===== Reading text =====

ArtNow presents the Art Section at the 2015 Karachi Literature Festival featuring ‘Through the Looking Glass: A Selection of Works by Amin Gulgee’ curated by Zarmeené Shah.

Discussing Lewis Carroll’s surreal tale of Alice’s adventures through the spaces that she comes to occupy, Amin likened this to the experience of going into his own workshop; a space of madness and order, where things are never quite as they seem to be and one never knows how one will eventually come to navigate through its space: “an endless journey where questions have no answers but only lead to more questions.” Amin’s practice is nothing if not spiritual, inward looking, deconstructive, unendingly breaking open the familiar in order to reveal the new – rethinking, reimagining, reassembling – and at its nucleus are his studio and workshop. “This is the place where acts of creation occur and reality is challenged, configured and reconfigured again and again in a consistently evolving practice that submerges itself, through a continuous exploration of persisting concerns, in an act of difference and repetition through which new events are allowed to transpire and alternate spaces come to exist. In this process the artist himself is formed and re-formed time and time again, his face made whole, broken, reassembled, turned on its axis, flipped on its head.” (ZS, 2013)

===== Data listing =====

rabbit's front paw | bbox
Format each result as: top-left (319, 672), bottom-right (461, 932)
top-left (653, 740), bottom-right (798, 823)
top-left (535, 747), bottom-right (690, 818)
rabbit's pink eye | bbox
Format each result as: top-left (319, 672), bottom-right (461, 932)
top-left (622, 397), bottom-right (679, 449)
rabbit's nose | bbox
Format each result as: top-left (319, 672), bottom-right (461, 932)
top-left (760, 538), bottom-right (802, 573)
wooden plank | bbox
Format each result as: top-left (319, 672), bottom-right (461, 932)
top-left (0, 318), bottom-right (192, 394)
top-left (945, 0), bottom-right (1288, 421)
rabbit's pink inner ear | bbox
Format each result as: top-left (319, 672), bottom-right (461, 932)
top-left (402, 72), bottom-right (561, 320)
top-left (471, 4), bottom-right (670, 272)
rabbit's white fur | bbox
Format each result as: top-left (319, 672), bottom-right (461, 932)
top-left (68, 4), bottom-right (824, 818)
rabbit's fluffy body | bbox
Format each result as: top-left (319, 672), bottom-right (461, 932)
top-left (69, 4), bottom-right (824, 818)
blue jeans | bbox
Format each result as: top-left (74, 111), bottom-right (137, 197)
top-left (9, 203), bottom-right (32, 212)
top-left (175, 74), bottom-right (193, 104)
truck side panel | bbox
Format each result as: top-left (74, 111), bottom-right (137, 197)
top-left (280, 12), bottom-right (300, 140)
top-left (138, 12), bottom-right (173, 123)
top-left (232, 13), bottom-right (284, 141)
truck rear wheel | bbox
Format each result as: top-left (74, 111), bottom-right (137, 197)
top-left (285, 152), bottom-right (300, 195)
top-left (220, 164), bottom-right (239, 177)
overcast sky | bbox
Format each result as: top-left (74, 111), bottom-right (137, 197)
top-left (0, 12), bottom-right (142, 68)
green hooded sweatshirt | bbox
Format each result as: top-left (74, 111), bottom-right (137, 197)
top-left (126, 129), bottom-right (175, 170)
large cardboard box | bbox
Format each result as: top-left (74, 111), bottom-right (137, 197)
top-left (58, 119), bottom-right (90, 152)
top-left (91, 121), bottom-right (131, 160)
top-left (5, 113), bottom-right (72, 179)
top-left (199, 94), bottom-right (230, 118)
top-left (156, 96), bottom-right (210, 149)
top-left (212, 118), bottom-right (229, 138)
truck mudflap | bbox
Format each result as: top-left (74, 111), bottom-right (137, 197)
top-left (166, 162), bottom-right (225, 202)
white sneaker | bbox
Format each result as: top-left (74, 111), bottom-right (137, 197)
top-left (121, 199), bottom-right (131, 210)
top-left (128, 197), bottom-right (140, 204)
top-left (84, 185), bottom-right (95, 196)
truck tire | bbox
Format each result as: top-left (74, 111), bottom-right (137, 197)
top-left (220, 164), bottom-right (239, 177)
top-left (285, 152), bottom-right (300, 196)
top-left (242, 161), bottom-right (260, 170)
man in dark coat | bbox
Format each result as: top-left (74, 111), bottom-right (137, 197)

=====

§ Task list
1: Decide whether each statement agrees with the exhibition text, answering yes or no and quoting the words of the text that decide it: (a) Zarmeené Shah curated the selection of Amin Gulgee's works. (b) Amin described his workshop as a space of pure order. (c) His studio and workshop lie at the nucleus of Amin's practice.
2: List everything the exhibition text says is done to the artist's face.
3: Reproduce the exhibition text from "ArtNow presents the" to "by Zarmeené Shah.".
The object detection data is separate material, unrelated to the exhibition text.

§ Task-by-task results
1:
(a) Yes: "curated by Zarmeené Shah"
(b) No: "a space of madness and order"
(c) Yes: "at its nucleus are his studio and workshop"

2: made whole; broken; reassembled; turned on its axis; flipped on its head

3:
ArtNow presents the Art Section at the 2015 Karachi Literature Festival featuring ‘Through the Looking Glass: A Selection of Works by Amin Gulgee’ curated by Zarmeené Shah.